------ The data ------

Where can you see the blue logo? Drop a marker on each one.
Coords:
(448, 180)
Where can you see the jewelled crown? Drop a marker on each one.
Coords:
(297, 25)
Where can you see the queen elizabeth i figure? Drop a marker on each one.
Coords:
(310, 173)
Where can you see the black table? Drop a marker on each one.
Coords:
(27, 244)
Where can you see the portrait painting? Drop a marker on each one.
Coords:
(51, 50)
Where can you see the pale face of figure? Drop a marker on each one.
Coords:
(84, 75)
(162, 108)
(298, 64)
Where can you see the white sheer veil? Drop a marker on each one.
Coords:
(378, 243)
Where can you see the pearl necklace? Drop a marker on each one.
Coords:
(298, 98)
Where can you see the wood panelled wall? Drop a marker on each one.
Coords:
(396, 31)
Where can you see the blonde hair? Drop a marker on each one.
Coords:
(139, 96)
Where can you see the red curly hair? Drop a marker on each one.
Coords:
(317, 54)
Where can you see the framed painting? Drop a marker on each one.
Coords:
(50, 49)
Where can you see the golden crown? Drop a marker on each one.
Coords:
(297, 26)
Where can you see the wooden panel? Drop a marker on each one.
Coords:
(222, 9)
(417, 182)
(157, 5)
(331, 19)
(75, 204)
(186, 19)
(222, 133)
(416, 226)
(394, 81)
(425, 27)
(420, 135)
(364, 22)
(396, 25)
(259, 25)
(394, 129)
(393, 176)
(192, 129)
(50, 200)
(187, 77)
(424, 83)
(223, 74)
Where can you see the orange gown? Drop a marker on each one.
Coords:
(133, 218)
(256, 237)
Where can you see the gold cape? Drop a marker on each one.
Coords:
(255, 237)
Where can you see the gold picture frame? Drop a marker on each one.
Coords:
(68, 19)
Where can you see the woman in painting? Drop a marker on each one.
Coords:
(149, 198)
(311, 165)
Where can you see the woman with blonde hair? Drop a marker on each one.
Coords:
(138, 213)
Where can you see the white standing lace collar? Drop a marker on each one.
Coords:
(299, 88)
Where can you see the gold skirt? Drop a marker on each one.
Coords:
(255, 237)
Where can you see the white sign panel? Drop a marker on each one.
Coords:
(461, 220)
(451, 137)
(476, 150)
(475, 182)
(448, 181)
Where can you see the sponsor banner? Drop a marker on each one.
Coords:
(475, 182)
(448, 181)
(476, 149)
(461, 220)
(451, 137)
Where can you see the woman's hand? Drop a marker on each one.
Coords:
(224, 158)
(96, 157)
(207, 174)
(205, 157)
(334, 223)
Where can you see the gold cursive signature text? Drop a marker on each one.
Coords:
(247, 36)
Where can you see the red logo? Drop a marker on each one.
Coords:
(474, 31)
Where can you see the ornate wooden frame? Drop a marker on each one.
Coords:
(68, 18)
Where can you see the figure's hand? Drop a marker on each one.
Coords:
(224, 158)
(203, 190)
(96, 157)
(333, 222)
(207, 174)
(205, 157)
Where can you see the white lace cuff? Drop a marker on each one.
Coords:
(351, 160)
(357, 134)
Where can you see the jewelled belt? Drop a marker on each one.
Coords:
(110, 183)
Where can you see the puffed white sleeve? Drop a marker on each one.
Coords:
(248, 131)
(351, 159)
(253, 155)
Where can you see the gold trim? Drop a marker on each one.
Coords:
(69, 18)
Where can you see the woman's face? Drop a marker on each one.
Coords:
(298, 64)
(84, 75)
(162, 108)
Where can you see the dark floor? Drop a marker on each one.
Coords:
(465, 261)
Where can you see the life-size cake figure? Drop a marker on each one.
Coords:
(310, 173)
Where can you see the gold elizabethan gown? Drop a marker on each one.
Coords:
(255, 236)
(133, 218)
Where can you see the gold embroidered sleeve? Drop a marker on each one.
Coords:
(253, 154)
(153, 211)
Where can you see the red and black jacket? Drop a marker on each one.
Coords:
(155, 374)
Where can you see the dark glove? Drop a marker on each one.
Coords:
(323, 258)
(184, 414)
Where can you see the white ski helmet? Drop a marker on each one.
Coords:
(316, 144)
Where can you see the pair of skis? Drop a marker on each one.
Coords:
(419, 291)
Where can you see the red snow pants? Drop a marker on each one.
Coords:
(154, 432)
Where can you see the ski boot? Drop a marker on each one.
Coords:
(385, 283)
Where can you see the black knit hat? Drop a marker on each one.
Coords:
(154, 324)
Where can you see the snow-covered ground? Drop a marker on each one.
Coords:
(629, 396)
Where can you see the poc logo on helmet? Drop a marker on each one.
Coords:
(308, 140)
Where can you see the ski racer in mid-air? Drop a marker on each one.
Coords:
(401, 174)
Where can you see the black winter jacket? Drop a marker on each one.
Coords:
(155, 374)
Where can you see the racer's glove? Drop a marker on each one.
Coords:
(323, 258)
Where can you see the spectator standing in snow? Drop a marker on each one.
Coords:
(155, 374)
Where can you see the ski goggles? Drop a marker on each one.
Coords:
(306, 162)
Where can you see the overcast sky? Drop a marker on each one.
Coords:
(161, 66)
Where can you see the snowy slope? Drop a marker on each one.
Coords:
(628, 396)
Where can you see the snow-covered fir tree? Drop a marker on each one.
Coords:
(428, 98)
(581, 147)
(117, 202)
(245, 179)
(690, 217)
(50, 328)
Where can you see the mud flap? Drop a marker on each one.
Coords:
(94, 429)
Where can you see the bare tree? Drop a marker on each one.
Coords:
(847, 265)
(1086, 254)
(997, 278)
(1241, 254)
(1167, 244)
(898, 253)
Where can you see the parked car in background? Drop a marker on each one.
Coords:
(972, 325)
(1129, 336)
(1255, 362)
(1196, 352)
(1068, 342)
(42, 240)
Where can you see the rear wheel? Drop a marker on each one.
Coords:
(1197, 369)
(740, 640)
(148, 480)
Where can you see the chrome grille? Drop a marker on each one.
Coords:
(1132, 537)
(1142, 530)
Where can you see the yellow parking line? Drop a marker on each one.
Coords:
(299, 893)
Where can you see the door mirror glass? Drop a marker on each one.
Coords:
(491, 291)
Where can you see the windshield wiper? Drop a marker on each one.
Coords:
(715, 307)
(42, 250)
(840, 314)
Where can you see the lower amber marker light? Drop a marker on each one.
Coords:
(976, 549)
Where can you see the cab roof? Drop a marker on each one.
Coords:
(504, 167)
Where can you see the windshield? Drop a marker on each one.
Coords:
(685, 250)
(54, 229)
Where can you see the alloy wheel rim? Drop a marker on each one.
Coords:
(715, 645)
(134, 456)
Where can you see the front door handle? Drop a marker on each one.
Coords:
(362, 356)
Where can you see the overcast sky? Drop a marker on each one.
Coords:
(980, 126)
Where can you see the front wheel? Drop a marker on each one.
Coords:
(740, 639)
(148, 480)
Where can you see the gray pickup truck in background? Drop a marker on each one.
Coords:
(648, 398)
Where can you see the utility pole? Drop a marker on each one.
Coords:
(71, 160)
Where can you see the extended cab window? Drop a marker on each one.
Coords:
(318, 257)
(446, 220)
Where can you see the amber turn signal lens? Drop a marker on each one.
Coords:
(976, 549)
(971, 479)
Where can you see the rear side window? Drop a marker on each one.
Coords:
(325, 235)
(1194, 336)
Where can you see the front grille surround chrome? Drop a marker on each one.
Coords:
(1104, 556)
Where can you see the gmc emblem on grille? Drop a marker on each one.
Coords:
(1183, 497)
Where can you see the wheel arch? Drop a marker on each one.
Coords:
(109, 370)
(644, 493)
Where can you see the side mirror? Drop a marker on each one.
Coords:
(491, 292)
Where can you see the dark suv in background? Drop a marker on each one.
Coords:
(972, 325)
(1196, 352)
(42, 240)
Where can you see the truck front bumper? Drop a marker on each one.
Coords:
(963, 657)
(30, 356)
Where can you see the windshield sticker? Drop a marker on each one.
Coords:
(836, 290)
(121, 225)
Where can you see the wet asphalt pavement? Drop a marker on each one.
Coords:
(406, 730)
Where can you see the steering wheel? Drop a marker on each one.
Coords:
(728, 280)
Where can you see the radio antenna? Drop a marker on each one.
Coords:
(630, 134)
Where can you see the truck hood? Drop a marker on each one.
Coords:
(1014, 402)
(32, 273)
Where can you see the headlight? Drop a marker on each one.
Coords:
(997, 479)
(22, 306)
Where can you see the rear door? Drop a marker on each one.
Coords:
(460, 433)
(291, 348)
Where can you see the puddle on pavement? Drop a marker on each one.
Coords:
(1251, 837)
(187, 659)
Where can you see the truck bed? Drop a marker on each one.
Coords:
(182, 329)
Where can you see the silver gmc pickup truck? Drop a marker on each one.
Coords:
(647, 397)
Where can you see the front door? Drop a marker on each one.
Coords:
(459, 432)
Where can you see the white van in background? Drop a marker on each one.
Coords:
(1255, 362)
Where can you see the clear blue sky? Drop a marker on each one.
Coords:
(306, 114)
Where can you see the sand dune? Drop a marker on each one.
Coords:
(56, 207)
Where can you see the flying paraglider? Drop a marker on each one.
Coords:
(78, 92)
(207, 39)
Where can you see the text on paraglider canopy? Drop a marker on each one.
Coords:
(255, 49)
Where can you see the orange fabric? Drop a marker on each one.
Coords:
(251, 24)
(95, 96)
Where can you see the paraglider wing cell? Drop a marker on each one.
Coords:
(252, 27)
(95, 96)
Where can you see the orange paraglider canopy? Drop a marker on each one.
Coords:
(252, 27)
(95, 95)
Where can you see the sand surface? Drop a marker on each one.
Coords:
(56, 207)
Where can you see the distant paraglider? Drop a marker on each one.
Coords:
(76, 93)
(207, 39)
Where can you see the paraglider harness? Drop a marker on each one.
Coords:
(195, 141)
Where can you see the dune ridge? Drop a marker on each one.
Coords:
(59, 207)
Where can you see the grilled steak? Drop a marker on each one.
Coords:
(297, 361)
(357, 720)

------

Problem to work on: Sift the data above for lines with "amber", then copy each one.

Answer:
Where can you see the lower amber marker light? Drop a marker on each one.
Where can you see the amber turn signal lens? Drop a marker on each one.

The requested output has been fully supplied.